Afdeling VI. - De hoofdvestigingsplaatsen en
vestigingsplaatsen
Art. 67.
Een centrum kan slechts
één hoofdvestigingsplaats hebben en één of meer
vestigingsplaatsen.
Als een centrum over meerdere
vestigingsplaatsen met een administratieve zetel beschikt, wijst het
centrumbestuur een van deze vestigingsplaatsen als hoofdvestigingsplaats aan.
Het centrum deelt aan de bevoegde administratie mee welke vestigingplaats met
een administratieve zetel als hoofdvestigingsplaats is
aangewezen.
[ De gemeente waar de hoofdvestigingsplaats ligt, bepaalt tot welk werkingsgebied het centrum voor basiseducatie en het centrum voor volwassenenonderwijs behoort. Er zijn dertien werkingsgebieden omschreven in bijlage IV die bij dit decreet gevoegd is.
]
Art. 68.
[
§ 1. Het bestuur van een Centrum
voor Basiseducatie kan binnen het werkingsgebied
[vermeld in bijlage IV van dit decreet,]
vrij de vte en de
[ambten]
opgericht op basis van de
puntenenveloppe aanwenden in bijkomende
vestigingsplaatsen.
§ 2.
[...]
]
[
§ 3.
[...]
]
Art. 69 en 70.
[...]
Afdeling VII. -
[Samenwerking en ondersteuning van lerarenopleidingen]
Art. 71.
[De centra voor volwassenenonderwijs kunnen met de hogescholen of universiteiten een overeenkomst sluiten over de organisatie van de lerarenopleidingen voor het gebruik van infrastructuur.]
Art. 72.
[
...
]
[Afdeling VIII. - De ondersteuning en
stimulering van het gecombineerd onderwijs]
[
Art. 72bis.
[De Vlaamse Regering beschikt
jaarlijks
[over een volume aan middelen ten bedrage van maximum 4 ambten of vte]
voor het
ondersteunen en het stimuleren van de centra die opleidingen als gecombineerd
onderwijs willen organiseren.]
]
[
Art. 72ter.
§ 1. Het centrumbestuur dat
tijdens het schooljaar n/n+1 in aanmerking wil komen voor een aanvullende
financiering of subsidiëring voor het gecombineerd onderwijs via de
middelen, vermeld in artikel 72bis, dient hiertoe uiterlijk op
[31 maart]
van het
voorafgaande schooljaar een aanvraag in bij de Vlaamse Regering.

### Gegevens over puntplaatsing

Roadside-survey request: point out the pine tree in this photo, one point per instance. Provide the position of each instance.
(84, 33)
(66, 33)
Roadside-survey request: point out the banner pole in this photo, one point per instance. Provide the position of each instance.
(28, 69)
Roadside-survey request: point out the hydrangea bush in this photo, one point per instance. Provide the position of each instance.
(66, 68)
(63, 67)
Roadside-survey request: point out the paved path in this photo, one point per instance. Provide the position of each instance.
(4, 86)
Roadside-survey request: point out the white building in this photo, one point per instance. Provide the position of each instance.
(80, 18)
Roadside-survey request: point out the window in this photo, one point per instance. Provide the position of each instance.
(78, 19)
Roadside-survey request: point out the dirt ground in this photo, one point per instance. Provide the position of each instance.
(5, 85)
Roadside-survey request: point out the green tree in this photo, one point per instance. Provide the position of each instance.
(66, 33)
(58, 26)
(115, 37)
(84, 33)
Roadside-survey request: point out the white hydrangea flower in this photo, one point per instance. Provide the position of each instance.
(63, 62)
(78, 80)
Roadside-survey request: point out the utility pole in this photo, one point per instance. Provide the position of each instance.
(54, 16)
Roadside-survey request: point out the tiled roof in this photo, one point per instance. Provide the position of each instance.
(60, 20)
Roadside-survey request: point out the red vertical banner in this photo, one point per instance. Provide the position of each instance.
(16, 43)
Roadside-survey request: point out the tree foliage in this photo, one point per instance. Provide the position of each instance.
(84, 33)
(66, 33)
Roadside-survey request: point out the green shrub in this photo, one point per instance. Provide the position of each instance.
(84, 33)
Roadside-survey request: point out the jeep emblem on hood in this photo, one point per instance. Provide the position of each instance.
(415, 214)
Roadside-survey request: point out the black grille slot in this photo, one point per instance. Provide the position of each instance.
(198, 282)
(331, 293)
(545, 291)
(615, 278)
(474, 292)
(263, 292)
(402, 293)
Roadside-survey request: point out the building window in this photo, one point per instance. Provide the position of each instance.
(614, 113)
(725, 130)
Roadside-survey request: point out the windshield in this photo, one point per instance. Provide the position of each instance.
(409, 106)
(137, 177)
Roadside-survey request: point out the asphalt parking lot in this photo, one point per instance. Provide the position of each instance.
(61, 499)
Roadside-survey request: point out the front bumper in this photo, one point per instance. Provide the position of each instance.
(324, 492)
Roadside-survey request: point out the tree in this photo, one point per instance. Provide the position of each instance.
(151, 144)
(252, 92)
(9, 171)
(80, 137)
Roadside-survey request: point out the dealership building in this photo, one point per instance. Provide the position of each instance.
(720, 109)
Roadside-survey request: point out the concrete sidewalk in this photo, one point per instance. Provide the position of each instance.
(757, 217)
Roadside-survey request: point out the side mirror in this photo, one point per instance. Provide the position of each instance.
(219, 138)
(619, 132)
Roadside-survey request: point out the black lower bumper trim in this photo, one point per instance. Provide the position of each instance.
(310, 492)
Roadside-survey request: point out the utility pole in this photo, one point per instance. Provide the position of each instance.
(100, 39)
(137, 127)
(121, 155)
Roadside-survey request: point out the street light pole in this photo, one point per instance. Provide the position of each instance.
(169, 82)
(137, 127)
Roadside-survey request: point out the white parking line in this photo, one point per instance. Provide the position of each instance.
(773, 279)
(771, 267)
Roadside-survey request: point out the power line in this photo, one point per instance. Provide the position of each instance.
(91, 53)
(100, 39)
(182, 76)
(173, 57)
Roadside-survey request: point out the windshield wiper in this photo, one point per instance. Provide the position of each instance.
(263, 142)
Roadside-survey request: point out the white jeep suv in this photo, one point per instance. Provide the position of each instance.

### Jouw doel
Geef uit het decreetfragment over de centra het stuk van "Als een centrum" tot en met "decreet gevoegd is." woordelijk opnieuw.

### Uitgewerkt antwoord
Als een centrum over meerdere
vestigingsplaatsen met een administratieve zetel beschikt, wijst het
centrumbestuur een van deze vestigingsplaatsen als hoofdvestigingsplaats aan.
Het centrum deelt aan de bevoegde administratie mee welke vestigingplaats met
een administratieve zetel als hoofdvestigingsplaats is
aangewezen.
[ De gemeente waar de hoofdvestigingsplaats ligt, bepaalt tot welk werkingsgebied het centrum voor basiseducatie en het centrum voor volwassenenonderwijs behoort. Er zijn dertien werkingsgebieden omschreven in bijlage IV die bij dit decreet gevoegd is.